• _Problem to solve_:
Pick each line that has "coordinates" out of the records.

[Material for the task — start]

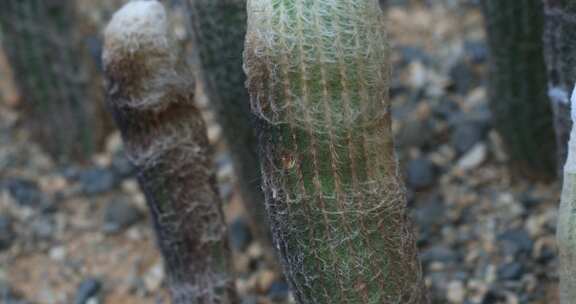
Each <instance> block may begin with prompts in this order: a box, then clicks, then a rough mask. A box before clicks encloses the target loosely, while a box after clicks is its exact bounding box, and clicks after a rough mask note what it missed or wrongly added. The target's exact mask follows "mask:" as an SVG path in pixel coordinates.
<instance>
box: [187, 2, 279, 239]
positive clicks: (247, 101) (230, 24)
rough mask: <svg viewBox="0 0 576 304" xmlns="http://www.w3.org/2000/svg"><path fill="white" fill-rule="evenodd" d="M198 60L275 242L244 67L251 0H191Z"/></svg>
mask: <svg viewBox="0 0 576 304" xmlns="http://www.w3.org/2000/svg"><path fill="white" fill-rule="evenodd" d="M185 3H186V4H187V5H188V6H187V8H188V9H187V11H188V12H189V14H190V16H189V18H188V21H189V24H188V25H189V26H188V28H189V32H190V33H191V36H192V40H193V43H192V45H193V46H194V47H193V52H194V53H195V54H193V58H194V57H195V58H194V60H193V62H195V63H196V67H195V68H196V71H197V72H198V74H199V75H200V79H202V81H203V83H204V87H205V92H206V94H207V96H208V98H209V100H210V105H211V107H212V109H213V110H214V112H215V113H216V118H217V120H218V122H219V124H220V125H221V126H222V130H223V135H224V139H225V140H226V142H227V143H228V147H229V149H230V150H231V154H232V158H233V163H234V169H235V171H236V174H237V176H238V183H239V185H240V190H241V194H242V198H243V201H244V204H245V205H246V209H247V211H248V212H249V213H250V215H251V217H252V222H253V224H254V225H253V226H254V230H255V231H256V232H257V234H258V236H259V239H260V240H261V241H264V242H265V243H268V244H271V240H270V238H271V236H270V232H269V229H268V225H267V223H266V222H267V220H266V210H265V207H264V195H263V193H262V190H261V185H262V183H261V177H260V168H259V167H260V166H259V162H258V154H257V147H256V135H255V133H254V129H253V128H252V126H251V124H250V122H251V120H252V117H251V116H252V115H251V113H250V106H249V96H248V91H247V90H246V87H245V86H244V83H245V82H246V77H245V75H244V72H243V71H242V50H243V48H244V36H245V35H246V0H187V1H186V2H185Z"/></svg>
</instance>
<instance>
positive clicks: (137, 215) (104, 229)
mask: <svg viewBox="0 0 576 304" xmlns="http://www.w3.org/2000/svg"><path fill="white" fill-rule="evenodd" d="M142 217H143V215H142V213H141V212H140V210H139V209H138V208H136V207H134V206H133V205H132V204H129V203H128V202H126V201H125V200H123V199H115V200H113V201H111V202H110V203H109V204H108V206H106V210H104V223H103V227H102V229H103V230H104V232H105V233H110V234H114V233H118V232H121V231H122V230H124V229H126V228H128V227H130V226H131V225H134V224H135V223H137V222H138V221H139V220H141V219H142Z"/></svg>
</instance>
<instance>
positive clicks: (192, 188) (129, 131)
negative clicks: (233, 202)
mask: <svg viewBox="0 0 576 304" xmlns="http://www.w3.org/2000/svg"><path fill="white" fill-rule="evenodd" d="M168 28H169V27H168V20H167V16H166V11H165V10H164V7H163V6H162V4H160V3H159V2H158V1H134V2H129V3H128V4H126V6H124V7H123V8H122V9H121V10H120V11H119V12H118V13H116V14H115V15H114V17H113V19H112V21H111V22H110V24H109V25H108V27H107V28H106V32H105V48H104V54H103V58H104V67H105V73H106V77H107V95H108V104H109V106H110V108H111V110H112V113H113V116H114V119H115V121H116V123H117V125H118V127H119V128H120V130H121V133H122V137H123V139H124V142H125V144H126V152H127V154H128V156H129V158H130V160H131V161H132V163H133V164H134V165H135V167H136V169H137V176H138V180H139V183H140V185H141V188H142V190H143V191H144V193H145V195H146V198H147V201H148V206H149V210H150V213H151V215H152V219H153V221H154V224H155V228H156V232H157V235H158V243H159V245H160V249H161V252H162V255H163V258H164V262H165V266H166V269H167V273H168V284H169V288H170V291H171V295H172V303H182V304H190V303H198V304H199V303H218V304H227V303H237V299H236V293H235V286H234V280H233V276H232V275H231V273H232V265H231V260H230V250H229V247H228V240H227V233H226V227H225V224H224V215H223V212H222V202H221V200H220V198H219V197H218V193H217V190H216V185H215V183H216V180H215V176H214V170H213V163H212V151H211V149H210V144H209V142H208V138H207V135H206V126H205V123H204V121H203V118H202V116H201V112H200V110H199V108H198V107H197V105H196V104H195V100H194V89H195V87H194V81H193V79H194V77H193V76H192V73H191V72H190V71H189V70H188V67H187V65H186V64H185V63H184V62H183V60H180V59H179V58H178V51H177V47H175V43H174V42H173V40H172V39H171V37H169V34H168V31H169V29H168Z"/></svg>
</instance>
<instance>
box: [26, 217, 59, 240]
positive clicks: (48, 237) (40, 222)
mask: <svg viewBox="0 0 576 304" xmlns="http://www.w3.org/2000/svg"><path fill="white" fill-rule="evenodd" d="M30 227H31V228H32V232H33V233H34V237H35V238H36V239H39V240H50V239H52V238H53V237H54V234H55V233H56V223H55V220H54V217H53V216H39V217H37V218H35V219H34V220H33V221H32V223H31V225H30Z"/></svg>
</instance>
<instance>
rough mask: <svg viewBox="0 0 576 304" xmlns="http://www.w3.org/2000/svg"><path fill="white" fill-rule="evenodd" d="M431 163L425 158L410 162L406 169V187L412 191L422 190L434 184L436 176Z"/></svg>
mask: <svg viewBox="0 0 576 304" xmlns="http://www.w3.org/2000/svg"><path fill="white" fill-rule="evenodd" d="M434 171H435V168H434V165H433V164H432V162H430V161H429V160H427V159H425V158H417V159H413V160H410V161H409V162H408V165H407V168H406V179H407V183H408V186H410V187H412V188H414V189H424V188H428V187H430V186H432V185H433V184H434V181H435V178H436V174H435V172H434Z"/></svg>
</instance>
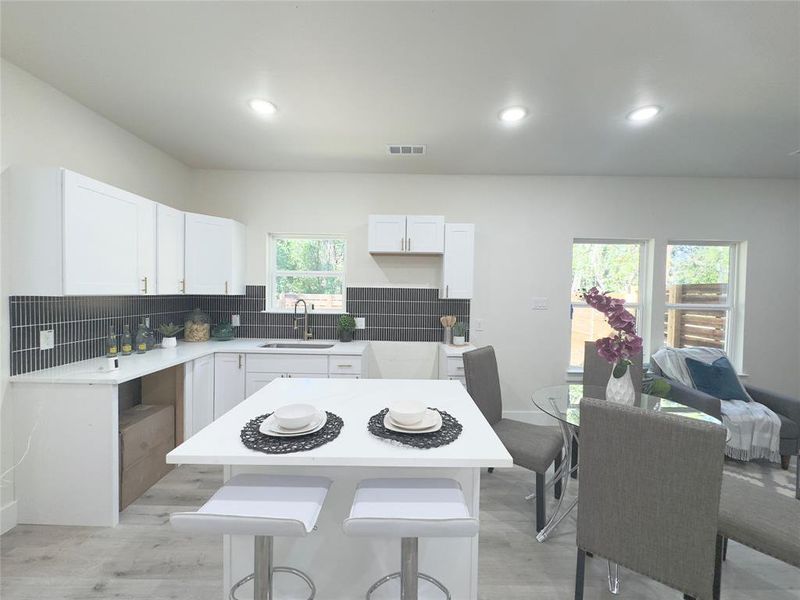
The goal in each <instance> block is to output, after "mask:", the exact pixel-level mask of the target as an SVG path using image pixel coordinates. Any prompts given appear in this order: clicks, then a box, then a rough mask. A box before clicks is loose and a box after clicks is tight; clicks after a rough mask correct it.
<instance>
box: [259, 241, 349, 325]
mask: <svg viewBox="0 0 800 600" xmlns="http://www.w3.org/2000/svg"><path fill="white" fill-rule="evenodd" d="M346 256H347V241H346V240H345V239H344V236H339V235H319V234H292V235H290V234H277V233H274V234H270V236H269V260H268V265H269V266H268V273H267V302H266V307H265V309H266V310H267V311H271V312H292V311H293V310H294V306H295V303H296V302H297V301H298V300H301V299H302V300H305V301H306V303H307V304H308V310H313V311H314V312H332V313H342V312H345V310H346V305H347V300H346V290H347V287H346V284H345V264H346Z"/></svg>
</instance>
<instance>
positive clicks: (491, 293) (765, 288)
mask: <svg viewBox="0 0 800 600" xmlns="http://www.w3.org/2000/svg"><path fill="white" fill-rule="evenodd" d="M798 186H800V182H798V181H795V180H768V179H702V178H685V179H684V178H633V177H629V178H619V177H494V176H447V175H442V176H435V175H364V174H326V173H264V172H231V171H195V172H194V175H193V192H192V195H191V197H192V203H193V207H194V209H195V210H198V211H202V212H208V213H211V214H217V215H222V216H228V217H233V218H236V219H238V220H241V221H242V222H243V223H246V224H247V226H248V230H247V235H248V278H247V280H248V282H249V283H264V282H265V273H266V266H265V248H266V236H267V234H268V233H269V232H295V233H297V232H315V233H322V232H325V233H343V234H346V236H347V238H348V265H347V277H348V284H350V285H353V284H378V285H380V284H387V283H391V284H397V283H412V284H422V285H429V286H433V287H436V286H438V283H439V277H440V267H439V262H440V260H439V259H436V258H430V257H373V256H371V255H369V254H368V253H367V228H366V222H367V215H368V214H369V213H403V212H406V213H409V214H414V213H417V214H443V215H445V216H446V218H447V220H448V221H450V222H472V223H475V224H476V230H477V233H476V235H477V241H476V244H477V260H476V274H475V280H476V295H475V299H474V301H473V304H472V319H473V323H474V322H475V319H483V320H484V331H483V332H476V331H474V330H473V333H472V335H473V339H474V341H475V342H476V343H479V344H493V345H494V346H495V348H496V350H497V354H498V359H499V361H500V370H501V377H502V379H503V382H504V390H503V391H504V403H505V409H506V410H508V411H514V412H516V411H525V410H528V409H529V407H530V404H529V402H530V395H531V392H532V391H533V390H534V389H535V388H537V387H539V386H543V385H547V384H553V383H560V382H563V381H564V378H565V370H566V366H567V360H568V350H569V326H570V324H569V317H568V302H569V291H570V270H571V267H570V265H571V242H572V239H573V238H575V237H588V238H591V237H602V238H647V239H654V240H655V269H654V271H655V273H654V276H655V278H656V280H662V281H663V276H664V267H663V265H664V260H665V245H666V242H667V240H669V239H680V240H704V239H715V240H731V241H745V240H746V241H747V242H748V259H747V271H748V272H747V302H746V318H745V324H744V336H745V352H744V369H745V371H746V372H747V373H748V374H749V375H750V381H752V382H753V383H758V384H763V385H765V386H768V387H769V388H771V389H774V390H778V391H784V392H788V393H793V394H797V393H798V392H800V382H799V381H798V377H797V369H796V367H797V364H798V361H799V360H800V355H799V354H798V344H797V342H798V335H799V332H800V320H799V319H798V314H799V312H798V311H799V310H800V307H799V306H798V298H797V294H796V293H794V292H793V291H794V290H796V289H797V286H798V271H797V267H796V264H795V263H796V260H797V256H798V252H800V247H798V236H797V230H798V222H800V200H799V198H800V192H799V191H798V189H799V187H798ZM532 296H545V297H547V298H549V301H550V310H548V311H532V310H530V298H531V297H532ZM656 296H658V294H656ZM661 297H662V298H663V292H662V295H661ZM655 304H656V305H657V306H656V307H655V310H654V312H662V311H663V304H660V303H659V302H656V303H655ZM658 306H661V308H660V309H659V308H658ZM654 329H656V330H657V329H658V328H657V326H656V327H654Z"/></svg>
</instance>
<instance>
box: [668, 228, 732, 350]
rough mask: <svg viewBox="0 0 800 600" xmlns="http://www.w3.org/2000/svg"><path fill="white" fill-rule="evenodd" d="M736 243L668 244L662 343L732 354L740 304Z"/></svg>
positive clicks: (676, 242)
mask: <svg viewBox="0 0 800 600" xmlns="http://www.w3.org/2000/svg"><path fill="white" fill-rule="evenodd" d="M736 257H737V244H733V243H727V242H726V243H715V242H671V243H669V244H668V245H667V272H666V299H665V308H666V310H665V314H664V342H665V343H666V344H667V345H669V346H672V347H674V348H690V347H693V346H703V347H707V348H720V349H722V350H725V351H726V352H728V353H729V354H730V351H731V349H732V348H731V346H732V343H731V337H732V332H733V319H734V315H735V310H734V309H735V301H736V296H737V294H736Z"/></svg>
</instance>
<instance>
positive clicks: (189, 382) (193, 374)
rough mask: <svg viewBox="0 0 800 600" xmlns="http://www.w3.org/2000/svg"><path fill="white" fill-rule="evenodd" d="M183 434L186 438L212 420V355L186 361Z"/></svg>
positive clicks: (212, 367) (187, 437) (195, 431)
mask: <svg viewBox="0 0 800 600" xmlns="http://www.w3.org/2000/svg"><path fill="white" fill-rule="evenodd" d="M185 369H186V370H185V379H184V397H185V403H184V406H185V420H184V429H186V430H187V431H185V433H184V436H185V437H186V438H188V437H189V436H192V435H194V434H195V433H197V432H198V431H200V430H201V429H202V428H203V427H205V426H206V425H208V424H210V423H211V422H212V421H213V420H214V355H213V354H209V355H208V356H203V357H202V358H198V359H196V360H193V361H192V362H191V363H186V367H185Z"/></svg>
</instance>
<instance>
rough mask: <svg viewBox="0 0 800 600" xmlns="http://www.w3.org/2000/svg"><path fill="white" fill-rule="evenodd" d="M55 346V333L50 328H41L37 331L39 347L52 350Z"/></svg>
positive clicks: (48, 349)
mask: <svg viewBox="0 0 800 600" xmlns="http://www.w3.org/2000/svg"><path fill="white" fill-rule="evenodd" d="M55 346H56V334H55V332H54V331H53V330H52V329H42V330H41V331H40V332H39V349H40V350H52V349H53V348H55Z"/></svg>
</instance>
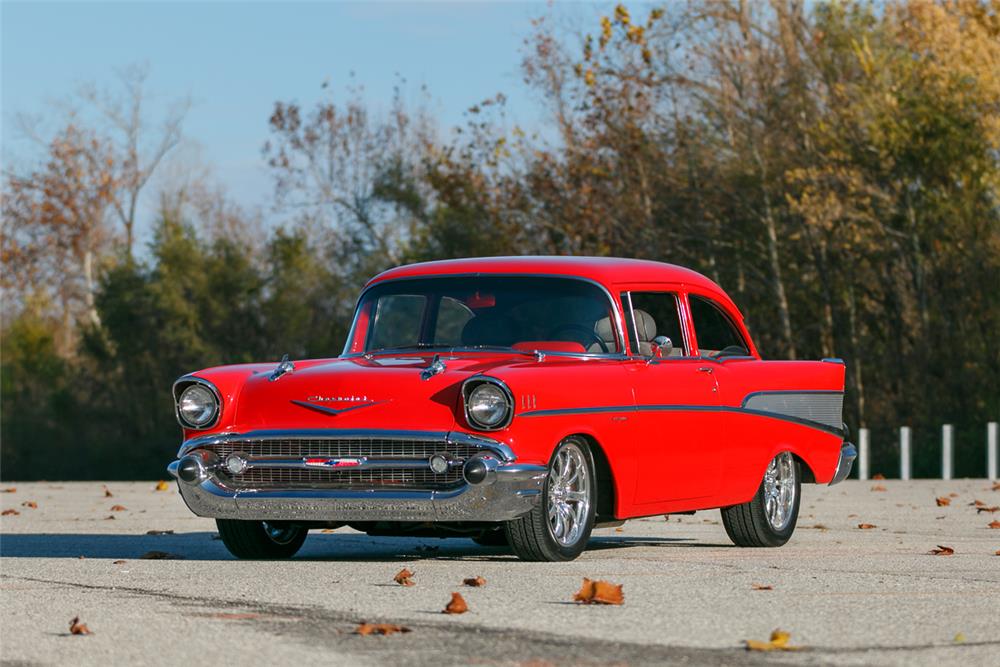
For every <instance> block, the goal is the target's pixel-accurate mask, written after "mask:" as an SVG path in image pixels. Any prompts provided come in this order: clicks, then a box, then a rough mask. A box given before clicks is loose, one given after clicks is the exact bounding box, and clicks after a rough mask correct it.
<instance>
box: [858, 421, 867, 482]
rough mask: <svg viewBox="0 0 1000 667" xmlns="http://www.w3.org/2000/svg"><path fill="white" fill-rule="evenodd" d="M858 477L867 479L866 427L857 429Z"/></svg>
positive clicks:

[Material for the task — finish]

• _Solution to this exercise_:
Each <instance> block may begin with prompts in this order: a box, then clicks, then a rough mask. A box before clicks encloses the target loosely, while a box after clicks is its exact bounding box, and clicks after a rough mask note what it missed or wrongly added. The target's exact mask follows "mask:" as an SVG path in pixel coordinates.
The goal in each <instance> block is to output, after "mask:", the exact pixel-level mask of the target as an SVG path using image pixel coordinates. Any prompts given appear in this order: clicks, then a box, then a rough mask. A box before clicks is loose and a box after clicks is tight; clicks after a rough mask correct it.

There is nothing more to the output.